- **EXERCISE OBJECTIVE**: Reproduce, character for character, the part of the NBA playoff format text below that begins at the words "You know what" and ends after the words "regular season record.".

Two players advance from each group and are seeded into a round of 8 playoffs stage where you cannot play a player from your own group.

The best part? The group selection is televised! With lots of smack talk!

Well, that format would take forever and stupidly crazy for the NBA!

You are right. It is. I tried it. There’s no way to do it unless the playoffs took 6+ months, but we can still steal some ideas for my own interests. I’m tired of seeing Golden State play LeBron. I don’t want to sit through more Clippers-Grizzlies series. I don’t want to have this fake fabricated Philadelphia-Boston drama. I want teams across both East and West conferences to meet one another before the finals. I want a new format! So here’s my idea.

Here’s the 16 teams that qualified for the playoffs in 2018 in order by record.

  1. Houston
  2. Toronto
  3. Golden State
  4. Boston
  5. Philadelphia
  6. Cleveland
  7. Portland
  8. Oklahoma City
  9. Utah
  10. Indiana
  11. New Orldeans
  12. San Antonio
  13. Minnesota
  14. Miami
  15. Milwaukee
  16. Washington

Now, we split the top two teams onto opposite ends of the bracket. Then, Houston gets the first pick of whether it wants Golden State or Boston on its side of the bracket.nba-playoffs-bracket-initial-picks

This is just the start. Next, we have to fill out where the teams 5-8 are slotted. Toronto picks first, then GS, and finally Boston. The teams picked get put into their respective brackets. Then we start from 1-8 and start picking first round opponents.

Here’s what I picked out:nba-playoffs-bracket-ro16.png

The sequence that led to this bracket:

  1. Houston and Toronto are put on opposite ends of the bracket.
  2. Houston chooses Boston in its bracket. Nobody wants Golden State on their side.
  3. Toronto chose OKC.
  4. GS chose Philadelphia.
  5. Boston chooses Portland
  6. Houston got stuck with the Lebrons.
  7. Then teams 1-8 by record choose their respective opponents.

So what about teams 9-16? Are they just at the mercy of the higher seeded teams? Yes. Yes, you are. Should have fought harder to get into the top 8 then!

Keep in mind this is just one scenario that I tried.

Why? Just why?

Nobody tanks for position.

You know what is probably done but nobody talks about? Tanking for position. Teams were jockeying to play Boston in the first round this year after it lost Kyrie Irving. Teams thought this Boston team would be a joke. This format completely eliminates lower seeds’ ability to determine playoff bracket positioning and rewards higher seeds for having a great regular season record.

- **RECORDS PROVIDED**:
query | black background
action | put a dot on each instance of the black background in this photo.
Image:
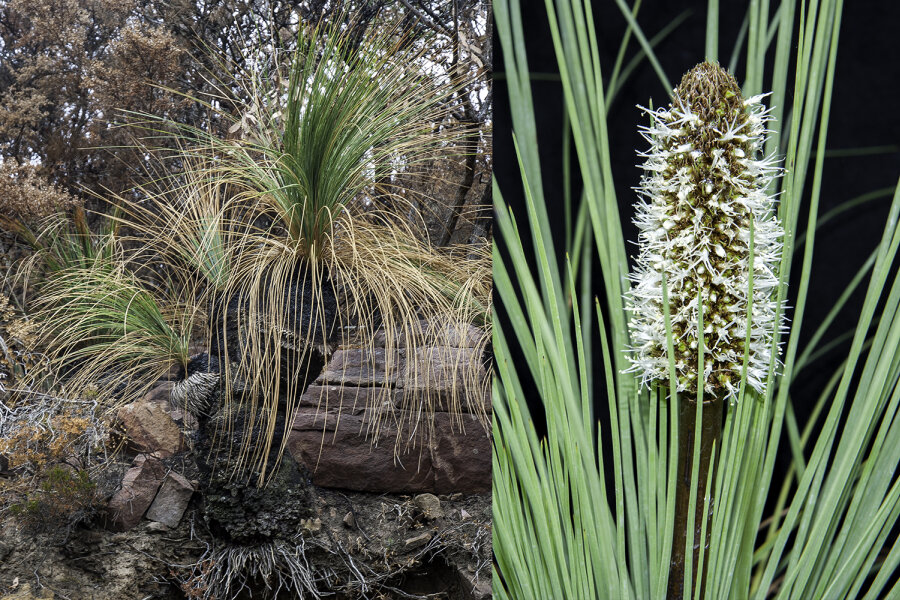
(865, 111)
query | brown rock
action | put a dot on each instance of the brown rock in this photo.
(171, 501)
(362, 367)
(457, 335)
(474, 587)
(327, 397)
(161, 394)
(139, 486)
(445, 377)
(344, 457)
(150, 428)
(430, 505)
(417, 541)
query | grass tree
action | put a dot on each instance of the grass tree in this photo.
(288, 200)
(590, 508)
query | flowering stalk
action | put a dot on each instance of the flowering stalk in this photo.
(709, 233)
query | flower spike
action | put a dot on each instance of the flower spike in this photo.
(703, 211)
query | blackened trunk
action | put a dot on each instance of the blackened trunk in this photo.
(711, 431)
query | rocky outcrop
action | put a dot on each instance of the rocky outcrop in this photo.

---

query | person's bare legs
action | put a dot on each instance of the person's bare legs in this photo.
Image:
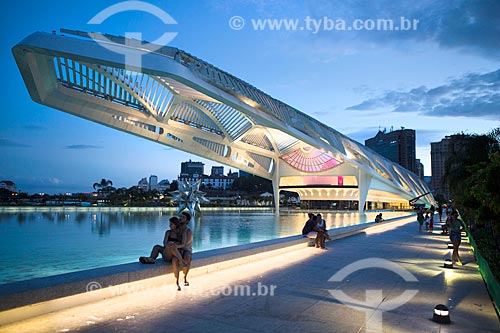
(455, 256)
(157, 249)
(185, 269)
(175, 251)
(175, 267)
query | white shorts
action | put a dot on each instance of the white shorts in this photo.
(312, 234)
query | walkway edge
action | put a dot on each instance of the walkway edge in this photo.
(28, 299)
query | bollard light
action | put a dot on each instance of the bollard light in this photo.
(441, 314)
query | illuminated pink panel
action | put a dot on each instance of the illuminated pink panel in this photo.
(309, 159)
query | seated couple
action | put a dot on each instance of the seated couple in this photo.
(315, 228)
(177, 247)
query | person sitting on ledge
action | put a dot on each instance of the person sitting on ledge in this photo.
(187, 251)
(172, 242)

==

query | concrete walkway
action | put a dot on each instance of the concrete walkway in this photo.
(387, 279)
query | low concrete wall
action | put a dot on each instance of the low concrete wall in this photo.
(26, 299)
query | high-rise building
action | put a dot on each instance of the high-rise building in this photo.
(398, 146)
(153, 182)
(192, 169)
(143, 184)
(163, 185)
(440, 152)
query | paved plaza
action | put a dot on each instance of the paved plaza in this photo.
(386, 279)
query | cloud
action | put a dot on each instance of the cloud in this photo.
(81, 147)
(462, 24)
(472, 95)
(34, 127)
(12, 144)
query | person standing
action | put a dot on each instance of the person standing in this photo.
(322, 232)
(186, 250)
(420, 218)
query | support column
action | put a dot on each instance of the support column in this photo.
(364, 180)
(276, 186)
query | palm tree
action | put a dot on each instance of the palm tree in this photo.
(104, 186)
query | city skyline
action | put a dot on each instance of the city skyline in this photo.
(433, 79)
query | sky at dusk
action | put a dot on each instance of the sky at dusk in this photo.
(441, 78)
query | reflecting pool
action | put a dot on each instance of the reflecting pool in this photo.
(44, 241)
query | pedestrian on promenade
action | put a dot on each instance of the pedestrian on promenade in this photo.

- **RESPONSE BELOW**:
You know what is probably done but nobody talks about? Tanking for position. Teams were jockeying to play Boston in the first round this year after it lost Kyrie Irving. Teams thought this Boston team would be a joke. This format completely eliminates lower seeds’ ability to determine playoff bracket positioning and rewards higher seeds for having a great regular season record.